GIVEN TASK
Identify each line of the records below that contains the string "windshield", matching its case exactly, and copy those lines.

== DATASET EXTRACT

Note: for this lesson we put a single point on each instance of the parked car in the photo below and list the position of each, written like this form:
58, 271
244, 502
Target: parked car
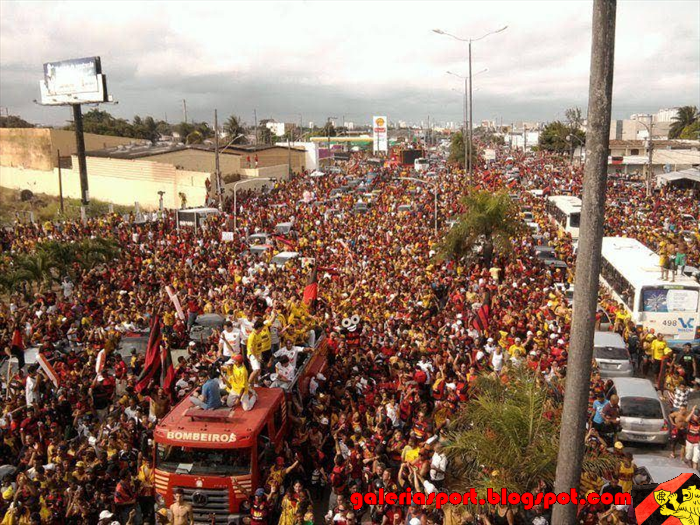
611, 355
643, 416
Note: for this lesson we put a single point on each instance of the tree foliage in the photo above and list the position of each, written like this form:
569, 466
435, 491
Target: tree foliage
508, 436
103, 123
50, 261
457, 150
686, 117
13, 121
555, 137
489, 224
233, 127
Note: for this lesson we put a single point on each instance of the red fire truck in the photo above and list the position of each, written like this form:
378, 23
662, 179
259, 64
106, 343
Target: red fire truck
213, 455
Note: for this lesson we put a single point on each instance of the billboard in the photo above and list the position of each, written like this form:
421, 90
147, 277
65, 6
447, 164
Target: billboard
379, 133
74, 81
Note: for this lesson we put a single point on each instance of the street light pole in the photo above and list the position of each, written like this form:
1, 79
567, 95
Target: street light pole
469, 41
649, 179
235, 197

====
== DATASET EXTRACT

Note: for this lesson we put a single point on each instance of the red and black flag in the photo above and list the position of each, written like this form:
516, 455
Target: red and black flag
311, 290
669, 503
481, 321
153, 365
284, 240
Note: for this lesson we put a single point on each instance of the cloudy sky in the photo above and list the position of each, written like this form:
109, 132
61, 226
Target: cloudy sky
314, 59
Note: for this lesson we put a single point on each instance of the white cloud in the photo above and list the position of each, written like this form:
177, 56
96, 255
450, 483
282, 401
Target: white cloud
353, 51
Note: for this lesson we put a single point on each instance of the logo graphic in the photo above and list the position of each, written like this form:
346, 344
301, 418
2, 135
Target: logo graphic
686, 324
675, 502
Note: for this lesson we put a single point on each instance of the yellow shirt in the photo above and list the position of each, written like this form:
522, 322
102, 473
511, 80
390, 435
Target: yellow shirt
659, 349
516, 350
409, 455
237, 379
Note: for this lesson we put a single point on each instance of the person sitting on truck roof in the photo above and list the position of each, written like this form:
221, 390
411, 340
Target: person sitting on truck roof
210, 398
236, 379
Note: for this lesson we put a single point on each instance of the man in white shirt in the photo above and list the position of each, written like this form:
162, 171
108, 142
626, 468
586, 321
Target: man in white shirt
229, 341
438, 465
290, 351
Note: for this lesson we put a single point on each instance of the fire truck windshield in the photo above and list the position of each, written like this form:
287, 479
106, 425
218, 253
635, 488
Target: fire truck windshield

====
== DATASET EXTRACT

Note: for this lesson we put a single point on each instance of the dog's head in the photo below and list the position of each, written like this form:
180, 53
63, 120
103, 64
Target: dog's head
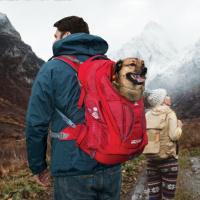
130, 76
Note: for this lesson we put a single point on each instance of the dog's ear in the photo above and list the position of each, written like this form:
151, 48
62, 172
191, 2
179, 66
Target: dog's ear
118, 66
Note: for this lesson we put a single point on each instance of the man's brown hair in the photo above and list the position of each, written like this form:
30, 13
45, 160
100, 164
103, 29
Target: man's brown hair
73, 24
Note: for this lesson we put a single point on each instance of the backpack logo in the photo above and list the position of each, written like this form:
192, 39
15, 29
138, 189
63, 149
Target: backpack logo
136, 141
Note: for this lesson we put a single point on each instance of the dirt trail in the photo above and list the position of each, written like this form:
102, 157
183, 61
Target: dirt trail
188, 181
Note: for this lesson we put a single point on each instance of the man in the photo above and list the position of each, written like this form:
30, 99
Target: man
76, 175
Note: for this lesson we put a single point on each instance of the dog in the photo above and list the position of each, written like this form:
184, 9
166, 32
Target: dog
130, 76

====

OUTPUT
Note: for this lesson we put a single point on each instance of the fire truck windshield in the photo above and list the position of each, written like this form:
Target: fire truck windshield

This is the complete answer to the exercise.